AIM:
Determine how many of the rows below contain the string "window", and give only that number.

SUPPLIED DATA:
— BEGIN —
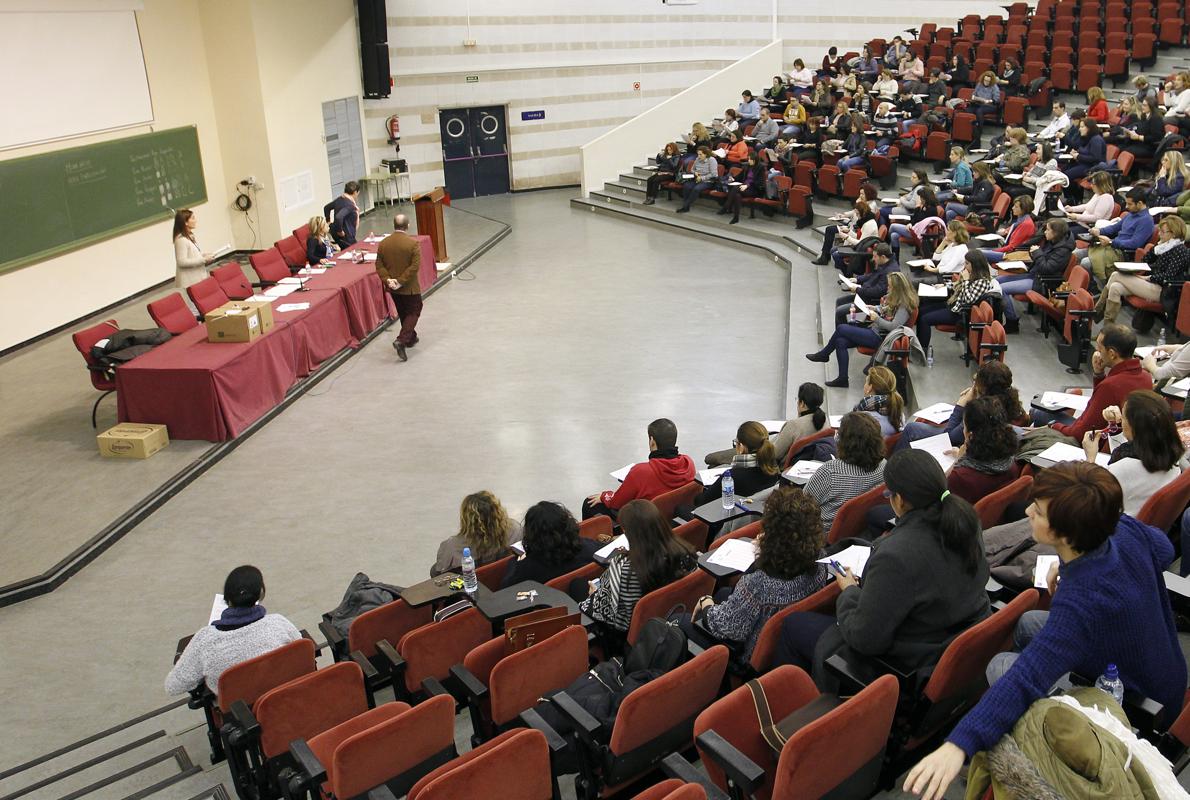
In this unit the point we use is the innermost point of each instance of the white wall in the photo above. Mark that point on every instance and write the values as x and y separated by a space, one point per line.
— END —
— BEGIN —
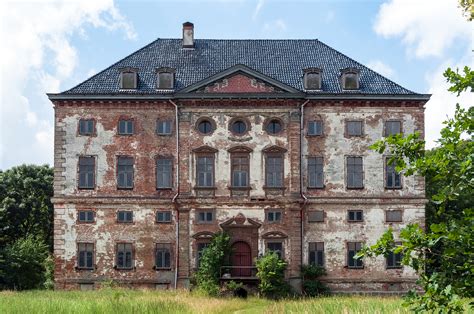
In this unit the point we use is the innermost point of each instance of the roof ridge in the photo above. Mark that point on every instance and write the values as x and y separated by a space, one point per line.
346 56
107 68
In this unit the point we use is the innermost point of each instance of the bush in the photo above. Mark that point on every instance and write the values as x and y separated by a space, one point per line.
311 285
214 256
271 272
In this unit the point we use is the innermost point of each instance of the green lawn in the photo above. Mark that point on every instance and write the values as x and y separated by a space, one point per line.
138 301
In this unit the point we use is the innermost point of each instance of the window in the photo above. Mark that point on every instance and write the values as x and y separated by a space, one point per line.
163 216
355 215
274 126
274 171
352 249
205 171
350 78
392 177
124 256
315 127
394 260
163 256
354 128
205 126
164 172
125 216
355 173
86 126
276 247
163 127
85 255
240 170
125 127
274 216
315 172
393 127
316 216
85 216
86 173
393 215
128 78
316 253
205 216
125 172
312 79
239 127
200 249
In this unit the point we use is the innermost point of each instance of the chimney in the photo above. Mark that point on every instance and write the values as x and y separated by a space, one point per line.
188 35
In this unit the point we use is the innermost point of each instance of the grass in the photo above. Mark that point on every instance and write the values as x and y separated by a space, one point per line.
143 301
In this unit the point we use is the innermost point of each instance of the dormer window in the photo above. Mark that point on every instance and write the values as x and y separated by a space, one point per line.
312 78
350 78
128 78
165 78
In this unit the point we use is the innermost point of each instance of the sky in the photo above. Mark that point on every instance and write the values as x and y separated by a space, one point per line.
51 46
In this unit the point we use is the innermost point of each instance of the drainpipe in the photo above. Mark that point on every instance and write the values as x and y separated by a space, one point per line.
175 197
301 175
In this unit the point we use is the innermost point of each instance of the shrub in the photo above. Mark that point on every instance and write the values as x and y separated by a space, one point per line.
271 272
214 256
— END —
RESULT OF THE EXERCISE:
2